Yesterday President Aleksandr Lukashenko, President of Belarus, arrived in Beijing for a three-day state visit. Lukashenko is, of course, the world leader who allowed Putin to amass Russian troops on Belarus’ border with Ukraine during the lead-up to the Russian invasion on February 24th of last year.
Coming on the heels of the release of the PRC Position on the Settlement of the Ukraine Crisis document by Beijing last Friday some — including both cock-eyed optimists and doomsday prophesiers — will see this as an encouraging sign that Xi Jinping is busy rallying support for his effort to bring hostilities in Ukraine to an end. A deeper look reveals the likelihood of almost the exact opposite to be the case.

For three years of the pandemic, Xi did not travel outside of China’s borders and welcomed almost no foreign leaders to China. The one notable exception to this self-imposed isolation was his summit meeting with Putin in Beijing on February 4, 2022 on the eve of the Beijing Winter Olympics. This is, of course, the meeting where Xi famously announced a “friendship without limits” with Russia. Less than three weeks later, Russian troops poured into Ukraine. Less well remembered about their joint statement is the fact that, as reported by Gideon Rachman in the Financial Times, “the February 4 statement made it clear that the foundation of the Russian-Chinese friendship is shared hostility to American global leadership.”

Recorded information:
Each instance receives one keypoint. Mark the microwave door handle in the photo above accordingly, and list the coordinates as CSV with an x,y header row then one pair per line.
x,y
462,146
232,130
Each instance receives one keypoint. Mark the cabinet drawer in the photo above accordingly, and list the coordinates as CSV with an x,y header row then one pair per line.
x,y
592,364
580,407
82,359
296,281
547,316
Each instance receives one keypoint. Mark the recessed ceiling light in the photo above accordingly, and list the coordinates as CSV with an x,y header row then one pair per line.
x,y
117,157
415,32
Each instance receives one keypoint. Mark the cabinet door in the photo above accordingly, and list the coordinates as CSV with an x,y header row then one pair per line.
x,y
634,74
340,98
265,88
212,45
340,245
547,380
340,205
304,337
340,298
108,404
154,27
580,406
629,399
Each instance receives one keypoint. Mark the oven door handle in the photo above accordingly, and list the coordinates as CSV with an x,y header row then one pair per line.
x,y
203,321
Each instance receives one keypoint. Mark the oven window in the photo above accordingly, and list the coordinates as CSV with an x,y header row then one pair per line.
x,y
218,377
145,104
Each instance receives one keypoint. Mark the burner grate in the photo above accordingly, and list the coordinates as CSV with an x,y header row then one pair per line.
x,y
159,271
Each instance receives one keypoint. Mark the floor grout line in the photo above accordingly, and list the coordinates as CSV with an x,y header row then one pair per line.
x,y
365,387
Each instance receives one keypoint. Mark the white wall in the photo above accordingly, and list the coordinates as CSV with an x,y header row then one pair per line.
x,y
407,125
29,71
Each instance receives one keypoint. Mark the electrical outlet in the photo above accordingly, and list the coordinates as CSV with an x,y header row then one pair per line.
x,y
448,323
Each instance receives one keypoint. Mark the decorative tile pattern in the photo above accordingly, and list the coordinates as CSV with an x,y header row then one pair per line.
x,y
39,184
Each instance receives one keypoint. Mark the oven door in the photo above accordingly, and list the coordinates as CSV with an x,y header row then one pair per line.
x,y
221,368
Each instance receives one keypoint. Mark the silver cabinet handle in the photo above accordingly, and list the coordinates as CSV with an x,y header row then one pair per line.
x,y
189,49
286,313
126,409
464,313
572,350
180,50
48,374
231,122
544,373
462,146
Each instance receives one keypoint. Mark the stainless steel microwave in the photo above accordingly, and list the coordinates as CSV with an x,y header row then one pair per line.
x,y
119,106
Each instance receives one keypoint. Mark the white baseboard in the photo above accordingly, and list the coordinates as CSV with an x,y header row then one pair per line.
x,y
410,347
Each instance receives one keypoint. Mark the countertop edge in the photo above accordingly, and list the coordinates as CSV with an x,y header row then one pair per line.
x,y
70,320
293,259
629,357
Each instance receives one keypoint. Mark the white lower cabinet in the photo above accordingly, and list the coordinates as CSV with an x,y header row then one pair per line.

Required tasks:
- 1) In the article on Lukashenko's Beijing visit, on what date did Xi meet Putin in Beijing for their summit?
- 2) Write out the section of the article on Lukashenko's Beijing visit between "Yesterday President Aleksandr" and "of last year.", inclusive.

Results by task:
- 1) February 4, 2022

- 2)
Yesterday President Aleksandr Lukashenko, President of Belarus, arrived in Beijing for a three-day state visit. Lukashenko is, of course, the world leader who allowed Putin to amass Russian troops on Belarus’ border with Ukraine during the lead-up to the Russian invasion on February 24th of last year.